Document text –
-----
Support Questions

Find answers, ask questions, and share your expertise
Announcements
Celebrating as our community reaches 100,000 members! Thank you!

How to create hive table entity in Apache atlas using REST API?

avatar
Super Collaborator

Hi All,

I searched everywhere on internet but I don't find anywhere example to create "hive table" entity using REST API.Here the problem is that,I am very much confused on creating json body for REST api call.

Please send complete REST API call example with curl and json body to create hive table entity?

and also please send example to create lineage link between two datasets in Apache atlas?

1 ACCEPTED SOLUTION

avatar

@Manoj Dhake

Hive table entity can be created using /atlas/api/entites REST call.

One such example is:

Step1: JSON for creating table1:

[{
  "jsonClass":"org.apache.atlas.typesystem.json.InstanceSerialization$_Reference",
  "id":{
    "jsonClass":"org.apache.atlas.typesystem.json.InstanceSerialization$_Id",
    "id":"-11893021824425525",
    "version":0,
    "typeName":"hive_db",
    "state":"ACTIVE"
  },
  "typeName":"hive_db",
  "values":{
    "name":"default",
    "location":"hdfs://mycluster/apps/hive/warehouse",
    "description":"Default Hive database",
    "ownerType":2,
    "qualifiedName":"default@cl1",
    "owner":"public",
    "clusterName":"cl1",
    "parameters":{
 
 
    }
  },
  "traitNames":[
 
 
  ],
  "traits":{
 
 
  }
},{
  "jsonClass":"org.apache.atlas.typesystem.json.InstanceSerialization$_Reference",
  "id":{
    "jsonClass":"org.apache.atlas.typesystem.json.InstanceSerialization$_Id",
    "id":"-11893021824425524",
    "version":0,
    "typeName":"hive_table",
    "state":"ACTIVE"
-----
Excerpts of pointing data
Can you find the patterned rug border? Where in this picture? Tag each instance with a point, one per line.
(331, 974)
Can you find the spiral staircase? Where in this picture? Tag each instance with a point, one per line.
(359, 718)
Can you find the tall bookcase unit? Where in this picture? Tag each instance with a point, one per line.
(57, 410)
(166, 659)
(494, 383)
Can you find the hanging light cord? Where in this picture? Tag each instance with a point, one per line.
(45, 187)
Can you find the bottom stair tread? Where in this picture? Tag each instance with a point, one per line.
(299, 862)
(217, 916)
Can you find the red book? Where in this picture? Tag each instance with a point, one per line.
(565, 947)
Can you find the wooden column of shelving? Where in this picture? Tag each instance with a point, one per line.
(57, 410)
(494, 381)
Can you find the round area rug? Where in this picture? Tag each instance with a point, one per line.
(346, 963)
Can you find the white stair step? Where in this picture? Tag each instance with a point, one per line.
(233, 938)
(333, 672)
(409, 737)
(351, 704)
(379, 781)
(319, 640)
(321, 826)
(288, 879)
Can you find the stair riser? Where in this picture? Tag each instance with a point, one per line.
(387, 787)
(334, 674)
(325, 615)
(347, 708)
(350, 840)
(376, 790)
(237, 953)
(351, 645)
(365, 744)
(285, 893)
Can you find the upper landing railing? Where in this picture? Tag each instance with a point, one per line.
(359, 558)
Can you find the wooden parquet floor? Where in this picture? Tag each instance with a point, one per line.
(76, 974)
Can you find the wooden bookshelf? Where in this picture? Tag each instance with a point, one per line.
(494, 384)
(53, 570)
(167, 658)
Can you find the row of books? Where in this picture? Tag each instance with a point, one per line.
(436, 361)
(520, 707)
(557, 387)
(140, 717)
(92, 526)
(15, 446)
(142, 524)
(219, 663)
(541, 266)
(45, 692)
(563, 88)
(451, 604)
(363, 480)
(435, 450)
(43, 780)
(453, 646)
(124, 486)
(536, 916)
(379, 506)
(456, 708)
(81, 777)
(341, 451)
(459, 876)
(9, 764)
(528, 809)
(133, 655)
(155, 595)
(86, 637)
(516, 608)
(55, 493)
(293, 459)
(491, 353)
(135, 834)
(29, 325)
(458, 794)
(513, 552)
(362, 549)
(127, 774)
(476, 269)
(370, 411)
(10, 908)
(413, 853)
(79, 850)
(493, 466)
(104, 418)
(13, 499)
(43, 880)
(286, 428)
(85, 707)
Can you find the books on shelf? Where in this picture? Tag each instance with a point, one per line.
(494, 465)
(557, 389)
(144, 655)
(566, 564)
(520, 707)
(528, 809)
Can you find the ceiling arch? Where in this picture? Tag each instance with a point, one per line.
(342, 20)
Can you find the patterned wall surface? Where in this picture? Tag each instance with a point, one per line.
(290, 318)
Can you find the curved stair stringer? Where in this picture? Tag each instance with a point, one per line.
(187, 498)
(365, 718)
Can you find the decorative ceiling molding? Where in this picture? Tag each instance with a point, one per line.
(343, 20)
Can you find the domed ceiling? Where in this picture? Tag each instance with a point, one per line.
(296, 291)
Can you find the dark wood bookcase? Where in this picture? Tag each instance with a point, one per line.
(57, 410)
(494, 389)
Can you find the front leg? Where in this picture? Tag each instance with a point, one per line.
-----
Work instructions –
(1) In the Apache Atlas thread, what qualifiedName is given for the hive_db entity?
(2) Name every key inside the "values" object of the hive_db entity in the Apache Atlas thread.
(3) Please continue the Apache Atlas thread from its last line.
This data was taken from a different source than the Apache Atlas thread.

Answers –
(1) default@cl1

(2) name, location, description, ownerType, qualifiedName, owner, clusterName, parameters

(3)
  },
  "typeName":"hive_table",
  "values":{
    "tableType":"MANAGED_TABLE",
    "name":"table1",
    "createTime":"2016-12-28T09:34:53.000Z",
    "temporary":false,
    "db":{
      "jsonClass":"org.apache.atlas.typesystem.json.InstanceSerialization$_Reference",
      "id":{
        "jsonClass":"org.apache.atlas.typesystem.json.InstanceSerialization$_Id",
        "id":"-11893021824425525",
        "version":0,
        "typeName":"hive_db",
        "state":"ACTIVE"
      },
      "typeName":"hive_db",
      "values":{
        "name":"default",
        "location":"hdfs://mycluster/apps/hive/warehouse",
        "description":"Default Hive database",
        "ownerType":2,
        "qualifiedName":"default@cl1",
        "owner":"public",
        "clusterName":"cl1",
        "parameters":{
 
 
        }
      },
      "traitNames":[
 
 
      ],
      "traits":{
 
 
      }
    },
    "retention":0,
    "qualifiedName":"default.table1@cl1",
    "columns":[
      {
        "jsonClass":"org.apache.atlas.typesystem.json.InstanceSerialization$_Reference",
        "id":{
          "jsonClass":"org.apache.atlas.typesystem.json.InstanceSerialization$_Id",
          "id":"-11893021824425522",
          "version":0,
          "typeName":"hive_column",
          "state":"ACTIVE"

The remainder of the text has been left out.